__SOURCE DOCUMENT__.

Consumer trends:
As numbers from the Office of National Statistics can reveal, the COVID-19 pandemic really did accelerate the e-transition of consuming habits, with brick-and-mortar retail giving way to online purchasing. As of December 2021, over 27% of retail transactions were performed online with numbers reaching 37% during lockdown, earlier that same year. With younger consumers most likely to buy online, this suggests that these current trends do not even scratch the surface of what the future holds.
For businesses that market consumer goods and services, this has been a major concern. Business leaders have been compelled to rethink their entire business models, restructure supply chains to suit home dispatching, and also develop online platforms capable of delivering a good customer experience. But marketing, advertising and customer retention are still concerns.
Customer loyalty, Marketing and Advertising
Customer loyalty was once rooted in the human dynamics of customer service. In the digital universe this has ceased to be the case, causing sales and marketing executives to experience great uncertainty when it comes to customer retention.
Just think that 80% of the future profit of your company will derive from just a fifth of your loyal customers.
It is then essential that you understand the new paradigms of customer retention to guarantee success in your digital transition. Limiting your company to elementary strategies such as email marketing will not win hearts with customers, and business leaders should be looking at developing or integrating customer loyalty software solutions. The younger generation just loves rewards or loyalty points when they make purchases, share content, or recommend a product or service bolstering your amount of returning consumers and potentially widening your customer base.
Whilst some of these loyalty solutions will even help you grow your market share, their main focus is on retention. Retention is vital to sustaining profits, but marketing and advertising strategies are the best plan of attack to acquire new business. With this in mind, College Green Group has a series of courses designed to help businesses promote their brand, harness opportunities to further their market intelligence, whilst creating customer loyalty through social media tools and techniques.
Sustainability as the defining solution for governments, consumers and businesses.
It is not only the practical way in which people are consuming products and services that is changing. Consumers are also becoming more selective about the products and companies they choose to buy from and much of it comes down to sustainability.

__INFORMATION__.

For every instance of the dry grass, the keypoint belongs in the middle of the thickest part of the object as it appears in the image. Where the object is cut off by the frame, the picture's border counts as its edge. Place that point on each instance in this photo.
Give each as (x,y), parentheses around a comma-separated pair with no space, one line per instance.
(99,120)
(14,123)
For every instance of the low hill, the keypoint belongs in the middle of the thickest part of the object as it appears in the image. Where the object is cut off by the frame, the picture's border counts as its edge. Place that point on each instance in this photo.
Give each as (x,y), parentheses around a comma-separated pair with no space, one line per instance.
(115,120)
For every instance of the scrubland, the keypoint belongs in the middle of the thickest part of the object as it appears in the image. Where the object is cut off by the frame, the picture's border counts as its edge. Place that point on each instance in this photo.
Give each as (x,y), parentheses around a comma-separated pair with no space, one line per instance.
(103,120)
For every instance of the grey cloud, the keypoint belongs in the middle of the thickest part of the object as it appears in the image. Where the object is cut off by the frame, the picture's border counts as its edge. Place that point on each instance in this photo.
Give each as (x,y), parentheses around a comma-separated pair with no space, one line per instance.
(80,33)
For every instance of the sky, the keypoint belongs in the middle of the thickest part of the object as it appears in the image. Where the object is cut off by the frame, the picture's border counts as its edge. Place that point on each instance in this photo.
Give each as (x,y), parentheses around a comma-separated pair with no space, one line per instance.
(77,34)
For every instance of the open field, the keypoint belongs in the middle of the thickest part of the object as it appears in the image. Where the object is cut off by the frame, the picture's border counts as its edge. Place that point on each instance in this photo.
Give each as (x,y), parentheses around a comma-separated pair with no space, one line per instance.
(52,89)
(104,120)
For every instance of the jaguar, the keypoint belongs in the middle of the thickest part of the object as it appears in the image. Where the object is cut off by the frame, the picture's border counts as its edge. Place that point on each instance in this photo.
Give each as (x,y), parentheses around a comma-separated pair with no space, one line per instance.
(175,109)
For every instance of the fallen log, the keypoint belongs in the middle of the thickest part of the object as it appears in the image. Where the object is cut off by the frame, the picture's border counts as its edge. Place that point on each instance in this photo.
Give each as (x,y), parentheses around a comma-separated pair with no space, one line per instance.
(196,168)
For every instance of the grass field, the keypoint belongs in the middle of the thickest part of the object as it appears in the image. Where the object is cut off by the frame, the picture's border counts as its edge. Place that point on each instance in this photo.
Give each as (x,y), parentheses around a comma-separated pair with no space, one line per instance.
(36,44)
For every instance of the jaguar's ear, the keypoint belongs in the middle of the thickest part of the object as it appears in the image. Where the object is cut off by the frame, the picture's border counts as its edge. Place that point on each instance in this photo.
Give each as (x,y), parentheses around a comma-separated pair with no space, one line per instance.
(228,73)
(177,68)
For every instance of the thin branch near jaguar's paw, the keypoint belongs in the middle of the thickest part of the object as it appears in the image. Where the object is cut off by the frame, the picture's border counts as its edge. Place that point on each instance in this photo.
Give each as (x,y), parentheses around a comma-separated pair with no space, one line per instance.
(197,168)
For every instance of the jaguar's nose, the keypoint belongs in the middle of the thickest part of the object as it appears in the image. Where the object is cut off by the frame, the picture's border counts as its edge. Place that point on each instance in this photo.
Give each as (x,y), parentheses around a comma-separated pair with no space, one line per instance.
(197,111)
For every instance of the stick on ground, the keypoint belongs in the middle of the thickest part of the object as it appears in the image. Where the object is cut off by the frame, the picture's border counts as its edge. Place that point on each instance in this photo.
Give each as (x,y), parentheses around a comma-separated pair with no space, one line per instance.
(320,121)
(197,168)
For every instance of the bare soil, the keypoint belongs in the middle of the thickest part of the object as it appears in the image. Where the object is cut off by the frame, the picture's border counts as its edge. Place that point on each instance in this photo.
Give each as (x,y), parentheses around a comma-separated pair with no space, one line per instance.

__WORK ITEM 1__. In the consumer trends text, what share of retail transactions were made online as of December 2021?
__WORK ITEM 2__. Pick up the consumer trends text after its last sentence and carry it on.

__RESULT 1__. Over 27%.

__RESULT 2__.
Deloitte’s research in the UK reported that in 2021, 61% of consumers in the UK cut back on their usage of single use plastics, 39% reduced their consumption of new products and goods, and most importantly 34% confessed that they chose brands that have environmentally sustainable practices and values.
The rise of ecological politics captures this phenomena, in which younger generation consumers want to buy products that are developed sustainably from companies that care about the environment. As the movement for climate action gains momentum, companies have more than a moral duty to protect the environment, as consumers become increasingly carbon sensitive, they have a financial interest in doing so.
The UK became the world’s first major economy to set a target of being net zero by 2050. Most countries followed suit and in the EU, the US and across the developed world, companies will have increased regulatory pressures to become more socially and environmentally sustainable. A version of the EU’s green and social taxonomies, created to measure targets set by governments, will be replicated and adapted by most countries in years to come.
Big companies are setting up ESG teams to develop strategies that protect the environment and safeguard the interests of stakeholders by appealing to the environmental thirst that is growing amongst consumers.
At College Green Group we are at the forefront of ESG thinking. We work with 14 companies such as KPMG, Insig AI and Severn Trent to promote deliberation between business and political leaders on what the future of ESG holds, tackling leading issues such as reducing carbon emissions and reaching net zero emissions.